** Text extract **
Irony Alert
August 11th, 2011Yesterday I received the following email with the following subject line: “Email is Dead: Embrace Social Media”
Hi Craig,
Social media, despite its centrality in our daily lives, still causes most businesses to tremble with fear. They fear liability over what employees may post in their official capacity. They fear embarrassing information posted by employees, both current and potential, in their off hours. They conduct social media “background checks” to ferret out anything that might reflect poorly on the business. Such is this fear that social media sites are discouraged or outright blocked at many workplaces.
As modes of business communication, social media channels are treated as loudspeakers, with messages painstakingly cleared through legal and public relations, polished to perfect sheen and void of real meaning. Meanwhile, email remains the central trusted tool of business communications. Used internally, it is the official channel for directives, meeting planning and document-sharing. It is the central way to communicate anything that matters both within your organization and to any collaborators. For external communications, email lists are built, maintained and bombarded. Huge marketing dollars are spent formulating email segmentation strategies, word-smithing, and tracking open rates.

** Rows **
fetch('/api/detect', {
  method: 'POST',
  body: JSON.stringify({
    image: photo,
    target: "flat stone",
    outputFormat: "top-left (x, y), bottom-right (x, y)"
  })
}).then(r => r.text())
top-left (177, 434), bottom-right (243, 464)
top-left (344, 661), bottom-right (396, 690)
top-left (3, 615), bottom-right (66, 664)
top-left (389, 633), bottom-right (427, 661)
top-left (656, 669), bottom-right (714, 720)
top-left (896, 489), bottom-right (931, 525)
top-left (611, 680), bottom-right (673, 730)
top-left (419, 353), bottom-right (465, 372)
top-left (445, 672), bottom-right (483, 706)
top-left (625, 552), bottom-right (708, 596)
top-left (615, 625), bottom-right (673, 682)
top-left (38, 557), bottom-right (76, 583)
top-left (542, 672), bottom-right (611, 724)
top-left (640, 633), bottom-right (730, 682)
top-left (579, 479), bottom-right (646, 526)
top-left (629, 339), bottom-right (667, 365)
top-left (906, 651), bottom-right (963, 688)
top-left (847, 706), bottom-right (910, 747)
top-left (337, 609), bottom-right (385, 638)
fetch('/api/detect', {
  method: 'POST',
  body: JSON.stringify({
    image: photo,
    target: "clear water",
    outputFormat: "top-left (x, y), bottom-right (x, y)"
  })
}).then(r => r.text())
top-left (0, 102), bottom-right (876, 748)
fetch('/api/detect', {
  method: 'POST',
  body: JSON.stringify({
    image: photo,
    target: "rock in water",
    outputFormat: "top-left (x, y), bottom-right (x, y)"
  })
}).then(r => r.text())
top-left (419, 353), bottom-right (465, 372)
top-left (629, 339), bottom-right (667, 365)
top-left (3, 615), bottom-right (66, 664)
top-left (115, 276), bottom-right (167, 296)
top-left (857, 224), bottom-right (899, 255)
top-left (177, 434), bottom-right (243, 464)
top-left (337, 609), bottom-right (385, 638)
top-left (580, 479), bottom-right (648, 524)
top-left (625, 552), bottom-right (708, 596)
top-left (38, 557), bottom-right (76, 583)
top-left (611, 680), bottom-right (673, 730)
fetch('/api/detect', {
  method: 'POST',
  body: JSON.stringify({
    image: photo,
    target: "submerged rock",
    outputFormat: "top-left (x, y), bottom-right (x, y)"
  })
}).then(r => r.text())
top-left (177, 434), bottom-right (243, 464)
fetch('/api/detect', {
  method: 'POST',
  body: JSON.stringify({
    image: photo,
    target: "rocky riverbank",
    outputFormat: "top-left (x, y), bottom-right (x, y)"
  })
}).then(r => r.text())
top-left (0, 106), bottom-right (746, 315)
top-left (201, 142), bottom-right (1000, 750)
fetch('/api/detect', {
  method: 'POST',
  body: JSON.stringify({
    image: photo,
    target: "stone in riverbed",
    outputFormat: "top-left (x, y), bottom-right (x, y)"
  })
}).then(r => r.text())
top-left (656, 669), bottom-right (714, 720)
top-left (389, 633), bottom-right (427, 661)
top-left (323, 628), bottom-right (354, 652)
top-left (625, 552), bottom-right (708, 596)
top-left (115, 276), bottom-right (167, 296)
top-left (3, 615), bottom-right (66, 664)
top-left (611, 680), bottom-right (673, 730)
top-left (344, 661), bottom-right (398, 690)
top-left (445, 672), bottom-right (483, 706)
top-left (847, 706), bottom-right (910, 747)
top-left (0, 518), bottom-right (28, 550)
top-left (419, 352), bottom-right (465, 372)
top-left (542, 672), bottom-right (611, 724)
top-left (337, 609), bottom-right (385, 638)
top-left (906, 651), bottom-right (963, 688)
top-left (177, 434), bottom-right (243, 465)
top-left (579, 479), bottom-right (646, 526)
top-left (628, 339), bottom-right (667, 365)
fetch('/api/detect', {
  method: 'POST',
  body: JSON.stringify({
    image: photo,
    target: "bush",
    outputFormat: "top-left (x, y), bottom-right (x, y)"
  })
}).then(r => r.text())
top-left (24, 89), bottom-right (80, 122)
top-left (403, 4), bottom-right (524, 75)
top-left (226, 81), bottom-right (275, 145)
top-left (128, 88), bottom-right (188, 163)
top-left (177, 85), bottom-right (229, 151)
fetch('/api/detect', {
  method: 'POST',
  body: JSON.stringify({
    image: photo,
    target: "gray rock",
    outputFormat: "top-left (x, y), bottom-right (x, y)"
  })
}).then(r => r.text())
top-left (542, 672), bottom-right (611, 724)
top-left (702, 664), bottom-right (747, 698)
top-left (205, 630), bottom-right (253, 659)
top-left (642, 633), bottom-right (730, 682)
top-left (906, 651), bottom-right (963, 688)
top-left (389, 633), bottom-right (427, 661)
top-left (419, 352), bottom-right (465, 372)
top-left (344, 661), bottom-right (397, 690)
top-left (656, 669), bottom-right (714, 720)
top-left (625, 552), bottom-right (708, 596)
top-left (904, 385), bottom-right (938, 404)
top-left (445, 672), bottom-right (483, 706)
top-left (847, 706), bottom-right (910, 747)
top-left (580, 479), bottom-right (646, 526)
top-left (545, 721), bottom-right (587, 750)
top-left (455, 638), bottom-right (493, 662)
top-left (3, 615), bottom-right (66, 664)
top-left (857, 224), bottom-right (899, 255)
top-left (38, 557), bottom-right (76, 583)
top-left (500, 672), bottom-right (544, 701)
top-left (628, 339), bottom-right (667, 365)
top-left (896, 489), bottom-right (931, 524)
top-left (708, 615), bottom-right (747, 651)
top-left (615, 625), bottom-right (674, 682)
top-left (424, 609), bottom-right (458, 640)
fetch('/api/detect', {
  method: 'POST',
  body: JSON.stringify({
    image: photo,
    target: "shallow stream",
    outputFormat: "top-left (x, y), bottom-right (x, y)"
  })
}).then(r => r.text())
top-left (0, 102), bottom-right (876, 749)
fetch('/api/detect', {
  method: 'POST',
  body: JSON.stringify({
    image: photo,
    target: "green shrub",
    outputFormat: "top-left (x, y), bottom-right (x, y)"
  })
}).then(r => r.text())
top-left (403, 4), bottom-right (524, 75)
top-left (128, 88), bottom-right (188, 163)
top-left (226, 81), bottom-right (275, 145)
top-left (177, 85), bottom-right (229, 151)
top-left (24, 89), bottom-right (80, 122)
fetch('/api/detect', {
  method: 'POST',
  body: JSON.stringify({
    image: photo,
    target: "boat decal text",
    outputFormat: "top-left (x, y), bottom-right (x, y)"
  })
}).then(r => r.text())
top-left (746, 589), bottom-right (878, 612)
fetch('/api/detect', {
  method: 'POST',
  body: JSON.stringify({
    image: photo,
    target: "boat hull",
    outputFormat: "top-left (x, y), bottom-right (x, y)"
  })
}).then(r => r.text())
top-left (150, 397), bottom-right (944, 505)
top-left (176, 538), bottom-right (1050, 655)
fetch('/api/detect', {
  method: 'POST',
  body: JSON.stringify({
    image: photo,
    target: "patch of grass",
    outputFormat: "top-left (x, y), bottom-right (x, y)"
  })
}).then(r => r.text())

** Short exercise A **
According to the Irony Alert post, what is done with social media sites at many workplaces?
** Short exercise B **
Retype the passage from the Irony Alert post starting at "Irony Alert" and ending at "at many workplaces.".

** Final result A **
They are discouraged or outright blocked.

** Final result B **
Irony Alert
August 11th, 2011Yesterday I received the following email with the following subject line: “Email is Dead: Embrace Social Media”
Hi Craig,
Social media, despite its centrality in our daily lives, still causes most businesses to tremble with fear. They fear liability over what employees may post in their official capacity. They fear embarrassing information posted by employees, both current and potential, in their off hours. They conduct social media “background checks” to ferret out anything that might reflect poorly on the business. Such is this fear that social media sites are discouraged or outright blocked at many workplaces.